# PROBLEM REQUIREMENTS:
Reproduce the records below exactly as shown.

# SUPPLIED MATERIAL:
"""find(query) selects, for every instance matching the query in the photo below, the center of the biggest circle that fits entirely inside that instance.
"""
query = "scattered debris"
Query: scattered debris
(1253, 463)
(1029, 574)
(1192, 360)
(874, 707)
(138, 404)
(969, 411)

# WRITTEN ANSWER:
"""find(query) selects, for every instance matching the query in the photo below, the center of the biggest circle that fits entirely inside that instance.
"""
query = "scattered debris"
Query: scattered debris
(1253, 463)
(1029, 574)
(1192, 360)
(874, 707)
(138, 404)
(969, 411)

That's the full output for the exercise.